Information shown ::
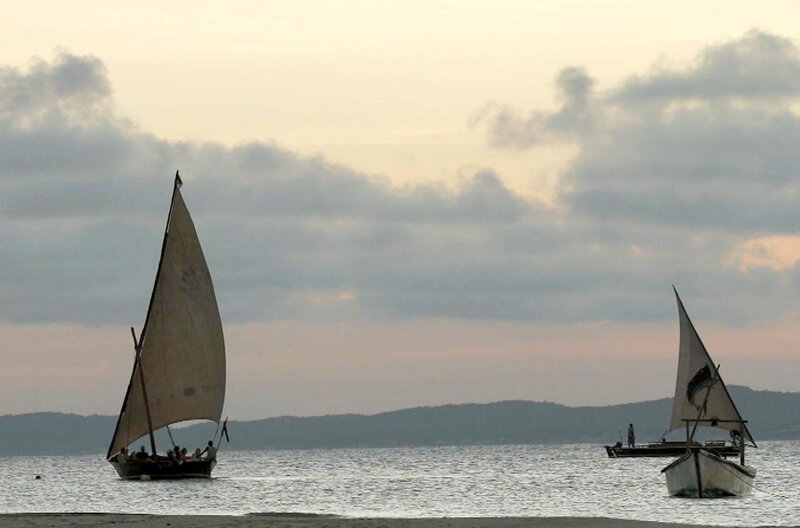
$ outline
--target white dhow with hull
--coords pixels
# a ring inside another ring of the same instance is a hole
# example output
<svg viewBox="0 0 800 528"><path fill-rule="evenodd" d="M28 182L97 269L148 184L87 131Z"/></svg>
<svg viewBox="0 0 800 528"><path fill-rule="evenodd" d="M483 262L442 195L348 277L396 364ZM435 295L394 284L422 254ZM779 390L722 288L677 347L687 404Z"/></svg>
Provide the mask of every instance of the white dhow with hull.
<svg viewBox="0 0 800 528"><path fill-rule="evenodd" d="M686 453L661 470L669 494L676 497L742 497L753 489L756 470L745 465L745 446L756 447L747 422L731 399L725 382L697 334L678 296L680 349L670 431L685 428ZM727 429L739 444L739 463L695 444L699 425Z"/></svg>
<svg viewBox="0 0 800 528"><path fill-rule="evenodd" d="M753 489L756 470L703 448L690 448L662 470L673 497L743 497Z"/></svg>

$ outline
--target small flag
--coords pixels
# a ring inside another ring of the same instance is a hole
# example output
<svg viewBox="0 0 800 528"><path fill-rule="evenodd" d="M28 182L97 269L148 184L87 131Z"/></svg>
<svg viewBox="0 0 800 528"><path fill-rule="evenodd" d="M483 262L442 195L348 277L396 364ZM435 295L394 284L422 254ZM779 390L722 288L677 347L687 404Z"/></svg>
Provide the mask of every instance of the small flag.
<svg viewBox="0 0 800 528"><path fill-rule="evenodd" d="M179 170L175 171L175 185L177 185L178 187L183 185L183 180L181 180L181 175L179 174L180 172L181 171Z"/></svg>

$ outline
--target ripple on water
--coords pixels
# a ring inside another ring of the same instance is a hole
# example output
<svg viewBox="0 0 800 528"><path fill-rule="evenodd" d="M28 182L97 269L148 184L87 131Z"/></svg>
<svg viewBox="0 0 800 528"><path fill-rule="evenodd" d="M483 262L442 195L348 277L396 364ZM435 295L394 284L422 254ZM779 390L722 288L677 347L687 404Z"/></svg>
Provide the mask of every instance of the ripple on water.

What needs to be done ::
The copy you write must hold every record verbatim and none of the pictures.

Reply to the exercise ::
$ outline
--target white dhow with hull
--coords pixels
# a ring inside another ring of the same instance is a hole
# example output
<svg viewBox="0 0 800 528"><path fill-rule="evenodd" d="M28 182L97 269L148 184L87 131Z"/></svg>
<svg viewBox="0 0 800 528"><path fill-rule="evenodd" d="M483 262L442 195L348 277L396 364ZM435 295L394 284L422 254ZM779 390L722 288L677 347L687 404Z"/></svg>
Provide the mask of every instance of the white dhow with hull.
<svg viewBox="0 0 800 528"><path fill-rule="evenodd" d="M686 453L661 470L669 494L676 497L742 497L753 489L756 470L745 465L745 446L756 447L747 422L731 399L725 382L697 334L678 296L680 349L670 431L685 428ZM727 429L739 444L739 463L695 444L699 425Z"/></svg>
<svg viewBox="0 0 800 528"><path fill-rule="evenodd" d="M753 489L756 470L703 448L690 448L662 470L673 497L743 497Z"/></svg>

$ outline
--target small flag
--coords pixels
# a ring inside another ring of the same instance is a hole
# example output
<svg viewBox="0 0 800 528"><path fill-rule="evenodd" d="M28 182L97 269L148 184L87 131Z"/></svg>
<svg viewBox="0 0 800 528"><path fill-rule="evenodd" d="M483 262L442 195L348 277L396 364ZM435 295L394 284L422 254ZM779 390L722 288L677 347L687 404Z"/></svg>
Provide the mask of every instance of the small flag.
<svg viewBox="0 0 800 528"><path fill-rule="evenodd" d="M179 170L175 171L175 185L177 185L178 187L183 185L183 180L181 180L181 175L179 174L180 172L181 171Z"/></svg>

$ outline
--target ripple on water
--coords pixels
# a ring inside another ring of the same instance is a hole
# example output
<svg viewBox="0 0 800 528"><path fill-rule="evenodd" d="M28 182L97 269L148 184L87 131Z"/></svg>
<svg viewBox="0 0 800 528"><path fill-rule="evenodd" d="M483 262L442 195L348 277L396 364ZM435 295L394 284L422 254ZM779 390L722 288L677 347L687 404Z"/></svg>
Provide the mask of every instance of the ripple on water.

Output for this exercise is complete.